III.C. Design

IRAS Explanatory Supplement
III. The IRAS Mission
C. Design

Chapter Contents | Authors | References
Table of Contents | Index | Previous Section | Next Section
  1. Basic Strategy
  2. The Second Six Months
  3. Scan Rate
  4. Strategy during South Atlantic Anomaly Passage
  5. Moon and Jupiter Avoidance Strategy
  6. Strategy of Attitude and Photometric Calibration
  7. Realization of Survey Strategy
  8. Half-Orbit Constraint
  9. Lune Constant
  10. Hole Recovery Strategy
  11. Pre-Survey Observations

C.1 Basic Strategy

The basic time interval of the operations and data acquisition was the time between station passes, varying between seven or eight orbits or 10 to 14 hours. During each such period, the survey strategy discussed below was implemented in a series of commands sent to the satellite called a Satellite Observation Plan, hereafter denoted as SOP. There were two SOPs per day and 600 SOPs in the entire mission.
Figure III.C.1 Lunes are sketched on the celestial sphere. Shaded zone is not allowed by Sun constraint.
larger largest

The strategy developed to achieve the goals of multiple survey coverage on various timescales divided the celestial sphere into units of half overlapping "lunes" in the ecliptic coordinate system (Lundy 1984). Lunes were defined as the area between two ecliptic meridians 30° apart (Fig. III.C.1). The lunes were "painted" by survey scans, one after the other, as they passed through the viewing window of the telescope. Figure III.C.2 illustrates the shape of a lune sketched onto a plane and, with a very exaggerated focal plane width, how it was covered by different survey scans each at a fixed cone angle from the Sun. The first scan in a lune was placed so that it crossed the ecliptic at the lower longitude boundary of the lune.
Figure III.C.2 Half-overlapping scan swaths (highly exaggerated) fill a lune with one hours-confirming layer.
larger largest

Successive scans were laid down at increasing ecliptic longitudes, each one shifted over by 14.23', that is by half the width of the focal plane minus a safety margin to account for the pointing limit cycle of the telescope. The overlap ensured that measurements of the same area of sky were repeated within a few orbits (for hours-confirmation) and that the "banana effect" (Section III.B.8) was not too severe. The criterion for hours-confirmation was that the hours-confirming scans had to be made within three SOPs (34-38 hours) of each other.
Figure III.C.3 A typical days survey coverage (clear regions at approximately ecliptic longitudes 167° and 347°) is plotted on a map of the sky in ecliptic coordinates. The two shaded regions centered on ecliptic longitudes 90° and 270° are forbidden by the Sun and Earth constraints.
larger largest

Two lunes in opposite hemispheres were observed simultaneously, one on the ascending side of the orbit and one on the descending side. Figure III.C.3 shows a typical day's survey coverage and the regions forbidden by the constraints. After a lune was filled, a second lune in the same hemisphere was started; it overlapped half of the first lune, ensuring that another hour's-confirming set of scans was repeated after about one to two weeks, thus providing the required repetition on the time scale of weeks (Fig. III.C.4).
= = = = = = =
TASK BRIEF: In the passage on the IRAS survey design, how far over was each successive scan shifted? The material after this point isn't needed.
= = = = = = =
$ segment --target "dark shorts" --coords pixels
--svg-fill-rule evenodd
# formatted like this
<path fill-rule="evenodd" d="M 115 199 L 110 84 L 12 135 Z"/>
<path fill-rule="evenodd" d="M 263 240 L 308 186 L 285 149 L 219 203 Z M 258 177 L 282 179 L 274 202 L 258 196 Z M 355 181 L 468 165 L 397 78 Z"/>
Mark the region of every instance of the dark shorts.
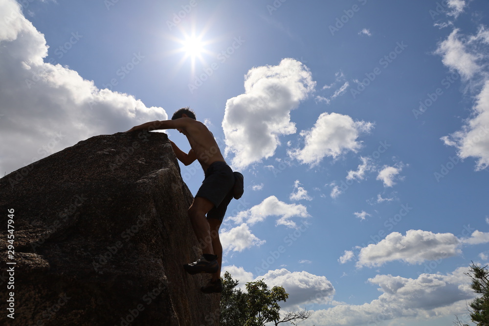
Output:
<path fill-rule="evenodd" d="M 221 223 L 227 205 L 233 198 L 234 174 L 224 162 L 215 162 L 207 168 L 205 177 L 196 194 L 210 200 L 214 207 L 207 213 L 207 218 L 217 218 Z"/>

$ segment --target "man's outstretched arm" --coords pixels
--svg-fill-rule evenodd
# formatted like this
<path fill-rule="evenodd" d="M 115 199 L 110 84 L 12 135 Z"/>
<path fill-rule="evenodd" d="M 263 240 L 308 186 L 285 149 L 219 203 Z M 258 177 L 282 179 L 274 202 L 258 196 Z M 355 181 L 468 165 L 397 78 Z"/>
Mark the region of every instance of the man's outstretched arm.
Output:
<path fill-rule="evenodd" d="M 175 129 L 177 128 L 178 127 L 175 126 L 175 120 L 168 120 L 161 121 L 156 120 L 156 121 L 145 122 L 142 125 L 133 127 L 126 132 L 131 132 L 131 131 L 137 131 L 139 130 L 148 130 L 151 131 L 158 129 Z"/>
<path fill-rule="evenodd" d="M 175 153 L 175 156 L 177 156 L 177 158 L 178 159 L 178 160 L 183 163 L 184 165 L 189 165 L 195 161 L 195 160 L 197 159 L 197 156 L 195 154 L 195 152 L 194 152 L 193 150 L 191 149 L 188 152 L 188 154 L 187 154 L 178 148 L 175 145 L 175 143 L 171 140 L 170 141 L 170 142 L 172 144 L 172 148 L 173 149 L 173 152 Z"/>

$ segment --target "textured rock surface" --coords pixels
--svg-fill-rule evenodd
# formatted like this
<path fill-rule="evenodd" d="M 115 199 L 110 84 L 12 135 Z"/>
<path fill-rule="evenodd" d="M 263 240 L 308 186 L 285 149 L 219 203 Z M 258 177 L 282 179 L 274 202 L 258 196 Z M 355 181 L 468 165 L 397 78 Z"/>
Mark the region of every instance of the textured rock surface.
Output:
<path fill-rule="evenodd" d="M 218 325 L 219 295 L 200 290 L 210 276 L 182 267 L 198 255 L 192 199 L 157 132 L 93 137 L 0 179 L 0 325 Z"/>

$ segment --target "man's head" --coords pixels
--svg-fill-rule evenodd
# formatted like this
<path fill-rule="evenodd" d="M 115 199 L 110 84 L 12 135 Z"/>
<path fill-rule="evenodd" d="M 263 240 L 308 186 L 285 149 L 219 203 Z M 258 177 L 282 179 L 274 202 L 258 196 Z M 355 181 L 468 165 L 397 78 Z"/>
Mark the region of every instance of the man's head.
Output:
= = = = = = =
TASK ANSWER: Each successive scan was shifted over by 14.23'.